[Natural language region descriptions]
________
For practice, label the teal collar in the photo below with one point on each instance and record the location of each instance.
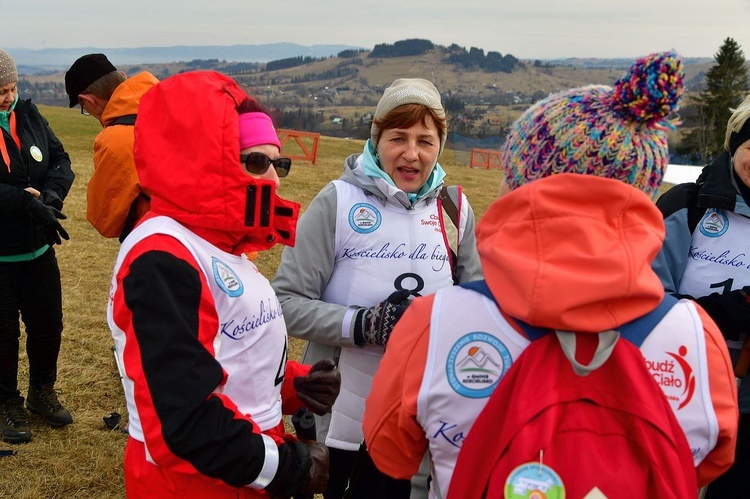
(372, 168)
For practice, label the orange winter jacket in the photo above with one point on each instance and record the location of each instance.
(569, 252)
(115, 199)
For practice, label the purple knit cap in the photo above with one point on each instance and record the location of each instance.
(616, 132)
(257, 129)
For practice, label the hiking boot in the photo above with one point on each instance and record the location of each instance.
(14, 422)
(43, 400)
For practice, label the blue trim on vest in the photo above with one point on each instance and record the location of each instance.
(634, 331)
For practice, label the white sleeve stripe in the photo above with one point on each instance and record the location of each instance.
(270, 464)
(347, 325)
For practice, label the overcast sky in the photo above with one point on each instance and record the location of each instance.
(528, 29)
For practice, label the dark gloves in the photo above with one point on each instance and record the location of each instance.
(319, 389)
(730, 311)
(46, 217)
(50, 198)
(317, 477)
(303, 469)
(373, 325)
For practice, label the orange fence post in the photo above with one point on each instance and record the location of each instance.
(484, 158)
(309, 152)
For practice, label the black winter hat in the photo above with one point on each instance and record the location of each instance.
(85, 71)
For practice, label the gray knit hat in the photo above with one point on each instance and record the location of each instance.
(408, 91)
(8, 71)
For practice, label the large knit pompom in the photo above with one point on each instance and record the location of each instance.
(651, 89)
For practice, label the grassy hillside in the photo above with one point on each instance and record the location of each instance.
(84, 460)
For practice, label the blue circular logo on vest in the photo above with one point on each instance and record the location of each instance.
(226, 278)
(364, 218)
(714, 223)
(476, 364)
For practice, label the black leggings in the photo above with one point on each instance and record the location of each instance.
(364, 480)
(33, 289)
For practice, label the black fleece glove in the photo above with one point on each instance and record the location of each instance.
(50, 198)
(730, 311)
(319, 389)
(373, 326)
(46, 217)
(303, 469)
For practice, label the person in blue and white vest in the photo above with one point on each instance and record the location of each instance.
(706, 256)
(368, 242)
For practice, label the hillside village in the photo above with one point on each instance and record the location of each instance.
(482, 93)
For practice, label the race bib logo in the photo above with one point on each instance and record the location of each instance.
(226, 278)
(476, 363)
(364, 218)
(675, 377)
(714, 223)
(534, 481)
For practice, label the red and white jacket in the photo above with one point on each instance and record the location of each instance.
(596, 280)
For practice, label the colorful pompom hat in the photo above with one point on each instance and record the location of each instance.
(616, 132)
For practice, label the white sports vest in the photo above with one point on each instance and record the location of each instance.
(251, 342)
(719, 259)
(470, 351)
(379, 249)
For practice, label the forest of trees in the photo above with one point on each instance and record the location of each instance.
(727, 85)
(476, 58)
(402, 48)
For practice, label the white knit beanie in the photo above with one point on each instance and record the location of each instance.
(408, 91)
(8, 71)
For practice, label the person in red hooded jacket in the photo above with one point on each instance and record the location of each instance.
(567, 246)
(198, 330)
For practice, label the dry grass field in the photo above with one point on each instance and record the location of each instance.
(84, 460)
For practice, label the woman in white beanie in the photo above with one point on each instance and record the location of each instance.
(369, 242)
(35, 177)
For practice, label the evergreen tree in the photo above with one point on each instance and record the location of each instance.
(726, 85)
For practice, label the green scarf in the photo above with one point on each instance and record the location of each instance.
(5, 116)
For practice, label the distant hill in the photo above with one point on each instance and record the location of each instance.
(46, 60)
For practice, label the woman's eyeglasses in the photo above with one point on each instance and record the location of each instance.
(257, 163)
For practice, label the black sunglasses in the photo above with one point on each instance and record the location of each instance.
(257, 163)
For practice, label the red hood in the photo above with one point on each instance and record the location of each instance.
(572, 252)
(187, 156)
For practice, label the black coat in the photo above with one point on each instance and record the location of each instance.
(18, 232)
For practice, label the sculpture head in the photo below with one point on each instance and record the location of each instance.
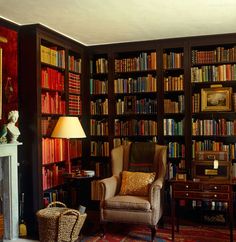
(13, 116)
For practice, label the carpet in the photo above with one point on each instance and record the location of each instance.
(141, 233)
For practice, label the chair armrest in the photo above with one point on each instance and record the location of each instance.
(109, 187)
(155, 192)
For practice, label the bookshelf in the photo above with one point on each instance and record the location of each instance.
(51, 83)
(213, 66)
(99, 111)
(135, 92)
(174, 108)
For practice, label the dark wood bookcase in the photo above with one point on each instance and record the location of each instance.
(113, 104)
(51, 83)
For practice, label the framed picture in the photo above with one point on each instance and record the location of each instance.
(129, 104)
(216, 99)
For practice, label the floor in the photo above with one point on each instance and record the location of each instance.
(20, 240)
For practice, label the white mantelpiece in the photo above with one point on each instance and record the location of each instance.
(9, 180)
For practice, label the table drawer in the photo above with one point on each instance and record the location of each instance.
(216, 187)
(187, 186)
(201, 195)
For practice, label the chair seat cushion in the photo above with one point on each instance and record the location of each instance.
(128, 203)
(136, 183)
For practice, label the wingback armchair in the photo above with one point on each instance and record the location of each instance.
(126, 207)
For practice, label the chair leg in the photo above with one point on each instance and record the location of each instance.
(102, 230)
(153, 233)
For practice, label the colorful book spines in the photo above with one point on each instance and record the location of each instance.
(173, 60)
(141, 84)
(143, 62)
(98, 86)
(52, 103)
(52, 79)
(219, 54)
(74, 83)
(74, 64)
(135, 127)
(52, 56)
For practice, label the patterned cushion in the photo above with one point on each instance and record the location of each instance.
(136, 183)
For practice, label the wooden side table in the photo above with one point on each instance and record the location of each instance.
(212, 191)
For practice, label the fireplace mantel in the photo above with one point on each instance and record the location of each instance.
(9, 175)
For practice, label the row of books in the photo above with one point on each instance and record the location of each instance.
(171, 106)
(202, 145)
(52, 103)
(95, 190)
(218, 54)
(101, 66)
(52, 56)
(99, 148)
(98, 127)
(99, 107)
(176, 150)
(174, 83)
(173, 60)
(74, 83)
(143, 62)
(140, 106)
(125, 140)
(47, 125)
(135, 127)
(173, 127)
(130, 85)
(74, 64)
(213, 127)
(53, 150)
(98, 86)
(213, 73)
(52, 176)
(75, 104)
(52, 79)
(55, 195)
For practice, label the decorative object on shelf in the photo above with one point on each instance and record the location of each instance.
(12, 130)
(216, 98)
(3, 134)
(68, 127)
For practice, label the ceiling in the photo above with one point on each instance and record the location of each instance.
(93, 22)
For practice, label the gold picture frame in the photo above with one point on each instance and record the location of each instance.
(216, 99)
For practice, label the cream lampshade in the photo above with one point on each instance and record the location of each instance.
(68, 127)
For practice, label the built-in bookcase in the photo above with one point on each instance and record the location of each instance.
(99, 111)
(135, 91)
(50, 87)
(213, 128)
(174, 108)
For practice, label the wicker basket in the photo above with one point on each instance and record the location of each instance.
(59, 224)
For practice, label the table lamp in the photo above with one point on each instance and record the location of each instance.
(68, 127)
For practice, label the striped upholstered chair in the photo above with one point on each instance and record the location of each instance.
(134, 193)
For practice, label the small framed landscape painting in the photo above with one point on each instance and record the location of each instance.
(216, 99)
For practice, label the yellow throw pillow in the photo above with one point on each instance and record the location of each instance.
(136, 183)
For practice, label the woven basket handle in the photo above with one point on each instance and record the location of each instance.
(70, 211)
(54, 204)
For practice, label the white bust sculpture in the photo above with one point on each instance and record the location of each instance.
(12, 131)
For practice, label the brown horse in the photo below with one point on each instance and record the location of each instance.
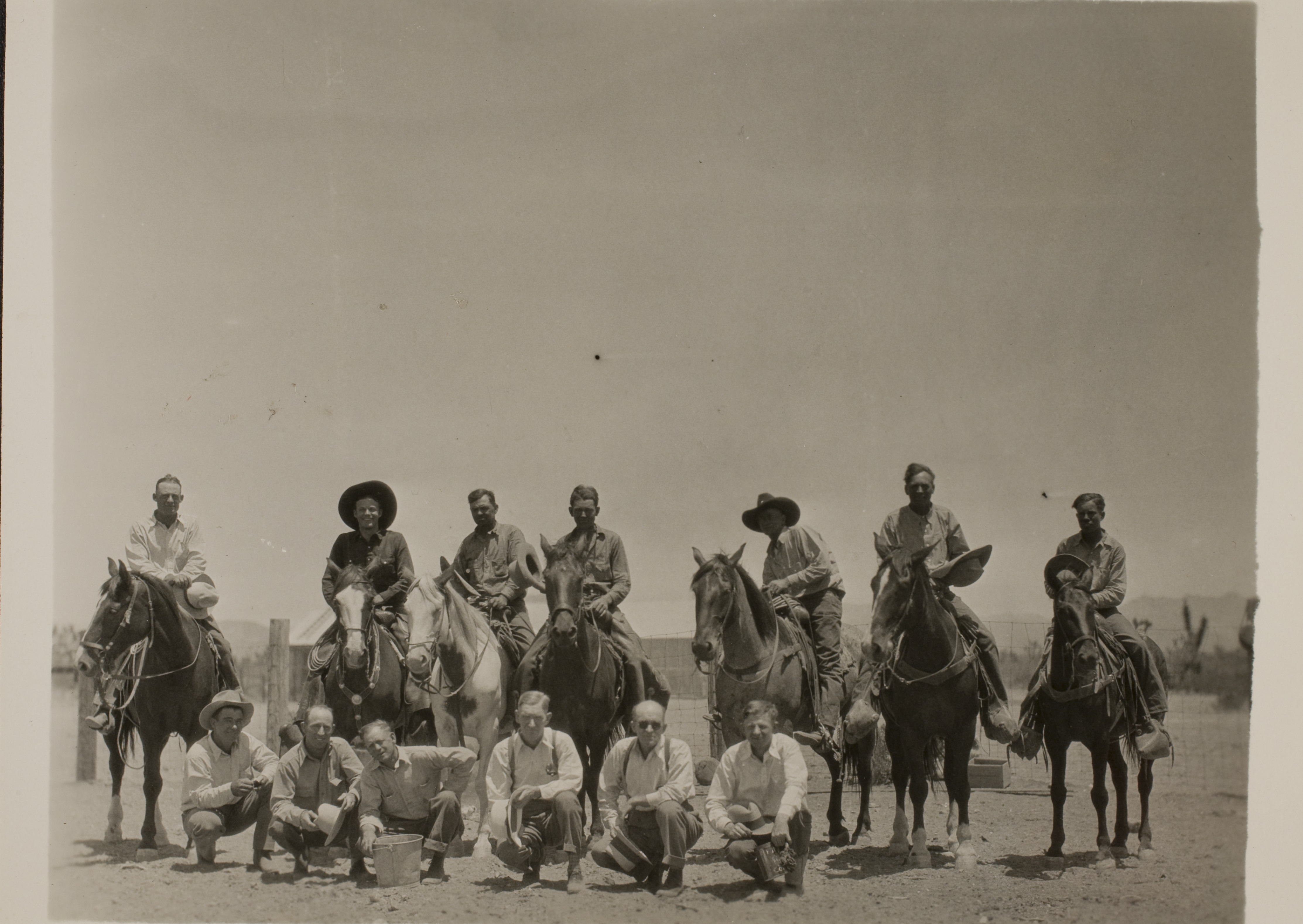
________
Exercise instructions:
The response should repeat each record precisely and contain no pictures.

Output:
For practice, label the teal collar in the photo below with one point on each instance and record the location of each instance.
(372, 168)
For practice, label the orange winter jacket in the photo above with one point on each instance and record the location of each instance.
(569, 252)
(115, 199)
For practice, label the purple knit cap in the photo above with one point on each instance and record the location of each instance.
(616, 132)
(257, 129)
For practice, label the hiking boot in the photo above with one point on each instance and record the location of each instance.
(14, 422)
(43, 400)
For practice, label the blue trim on vest in the photo above with one point on each instance and record the location of each instance.
(634, 331)
For practice, label the white sleeve stripe in the photo above with one point on each instance and record the location of each instance.
(270, 464)
(347, 325)
For practice, label the overcast sky in the photo above with one point on each instance and record the location of each instance.
(528, 29)
For practice, label the dark gloves in the photo above with one point on each instance and record the location of each instance.
(319, 389)
(730, 311)
(46, 217)
(50, 198)
(317, 477)
(303, 469)
(373, 325)
For practice, label the orange fence post in the photo above with one point on each instance and record the location of each instance.
(484, 158)
(309, 152)
For practice, label the black winter hat in the photo above with one point on each instance and record the location of each instance.
(85, 71)
For practice, label the gray knit hat in the photo above with one point on each instance and record the location of each instance.
(408, 91)
(8, 71)
For practice, label the large knit pompom in the photo above with one point on each instance and record the location of each instance.
(651, 89)
For practice, label the grassy hillside in the photo above with one point on each instance and record the location of each instance.
(84, 460)
For practice, label the blue circular logo on vest in the photo above with one point on each instance and record the location of each instance.
(226, 278)
(364, 218)
(714, 223)
(476, 364)
For practice, label the black leggings in the photo above with one point on each instance and record the location of each instance.
(364, 480)
(33, 289)
For practice, label the black fleece glove in the photo above with one point on each instance and record the location of each instance.
(50, 198)
(730, 311)
(319, 389)
(373, 326)
(46, 217)
(303, 469)
For practice, label the person in blue and white vest in the photo above with one point on each instance and record the location of each instance.
(706, 256)
(368, 242)
For practice, label the hillside village in the photo above with one point on each instance and record the location of each instance.
(482, 93)
For practice, label the race bib logo in the photo above with one point on each instance and record the location of each instance.
(226, 278)
(476, 363)
(364, 218)
(675, 377)
(714, 223)
(534, 481)
For practice, label the red and white jacket in the photo above with one point on each instance and record the location of each instance.
(596, 280)
For practice, label the colorful pompom hat in the photo above with one point on each instance and record the location of each instance.
(616, 132)
For practice, label the white sports vest in the photo above with one point on each instance and record the location of each instance.
(251, 342)
(719, 259)
(470, 351)
(379, 249)
For practice, label the forest of trees in the photo above with one point on each instance and record the location of each instance.
(727, 85)
(476, 58)
(402, 48)
For practice, label the white knit beanie in the photo above with one point on each instance and record the location of each instance.
(408, 91)
(8, 71)
For practice, label the person in red hooded jacket in the photo above with one point on each instance and record the location of each instance.
(567, 246)
(198, 330)
For practice, label the dry grass field in the photo above with one point on each instance and record the location of each instance.
(84, 460)
For practice, label the woman in white beanie in the photo above with one point on each instance and record the location of each instance.
(369, 242)
(35, 177)
For practice, label the evergreen tree in the photo above with one point on each instance and record the location of each instance.
(726, 85)
For practice, label the green scarf in the photo above with one point on each instance and record the location of each instance.
(5, 116)
For practice, label the distant hill in the photo above with one point on each instance and record the location of each instance.
(46, 60)
For practice, label the woman's eyeglasses in the photo above with one point on each instance and record the location of each instance.
(257, 163)
For practice, label the black sunglasses in the photo above with one point on each instance and record the location of each instance.
(257, 163)
For practice, label the red hood in the photo above with one point on each instance and record the location of each instance.
(572, 252)
(187, 156)
For practice, label the black coat in the photo above with one point on each instance and record the location of each instance.
(18, 232)
For practice, label the sculpture head in the photo below with one point on each instance and record the location of each instance.
(13, 116)
For practice, label the carpet in the photo above with one point on each instance and record the location of each instance.
(141, 233)
For practice, label the chair armrest in the photo above with one point on each instance and record the location of each instance.
(109, 187)
(155, 192)
For practice, label the bookshelf in the photo above with one point on each instance and record the location of each instance.
(51, 83)
(213, 66)
(99, 111)
(135, 92)
(174, 108)
For practice, label the dark wood bookcase in the photo above with one point on each instance and record the location of each instance.
(113, 104)
(51, 83)
For practice, label the framed picture in the photo above with one point on each instance and record the location of each instance.
(129, 104)
(216, 99)
For practice, label the floor in the photo above with one point on each instance and record the location of each instance.
(20, 240)
For practice, label the white mantelpiece in the photo above with one point on each instance and record the location of each instance.
(9, 180)
For practice, label the table drawer in the photo above with one point on each instance and record the location of each instance.
(216, 187)
(187, 186)
(201, 195)
For practice, label the chair seat cushion in the photo above with one point on each instance and record the location of each instance.
(128, 203)
(136, 183)
For practice, label the wingback armchair in the photo above with one point on each instance and record the location of each instance.
(126, 207)
For practice, label the chair leg in the photo above with one point on each instance and record the location of each instance.
(102, 230)
(153, 233)
For practice, label the colorful book spines in the photo above with one point on each instance and record the location of each instance.
(173, 60)
(141, 84)
(143, 62)
(98, 86)
(52, 103)
(52, 79)
(219, 54)
(74, 83)
(74, 64)
(135, 127)
(52, 56)
For practice, label the patterned cushion in the photo above with one point on each instance and record the location of each instance.
(136, 183)
For practice, label the wooden side table in the photo above with one point on each instance and record the location of each instance.
(212, 191)
For practice, label the fireplace mantel in the photo above with one point on each instance and record the location of each instance.
(9, 175)
For practice, label the row of books in the photo above with one point on each instance and record the location of each instance.
(171, 106)
(202, 145)
(52, 103)
(95, 190)
(218, 54)
(101, 66)
(52, 56)
(99, 148)
(98, 127)
(99, 107)
(176, 150)
(174, 83)
(173, 60)
(74, 83)
(143, 62)
(140, 106)
(125, 140)
(47, 125)
(135, 127)
(173, 127)
(130, 85)
(74, 64)
(213, 127)
(53, 150)
(98, 86)
(213, 73)
(52, 176)
(75, 104)
(52, 79)
(55, 195)
For practice, label the decorative object on shelf in the photo above with one point on each instance and record the location of each instance.
(12, 130)
(216, 98)
(3, 134)
(68, 127)
For practice, label the ceiling in the photo above with one point on each instance and record the location of each instance.
(93, 22)
For practice, label the gold picture frame in the photo above with one point on each instance and record the location of each instance.
(216, 99)
For practice, label the cream lampshade in the photo above with one point on each instance and record the location of each instance.
(68, 127)
For practice, label the built-in bookcase in the photo above with one point on each instance and record the location of each instance.
(99, 111)
(135, 91)
(50, 87)
(213, 128)
(174, 108)
For practice, label the wicker basket in the photo above with one point on each instance and record the location of each instance.
(59, 224)
For practice, label the table lamp in the photo above with one point on each instance and record the location of each instance.
(68, 127)
For practice, label the striped upholstered chair in the photo above with one point on each instance and record the location of each instance.
(134, 193)
For practice, label the small framed landscape painting in the photo above with one point on each instance and record the location of each instance.
(216, 99)
For practice, label the yellow throw pillow in the photo above with one point on each instance and record the location of each instance.
(136, 183)
For practice, label the woven basket handle in the photo above with one point on each instance and record the location of each instance.
(70, 211)
(54, 204)
For practice, label the white bust sculpture in the photo above with one point on each instance and record the location of each instance.
(12, 131)
For practice, label the brown horse in the photo below with one point on each instance and record the location of each instance.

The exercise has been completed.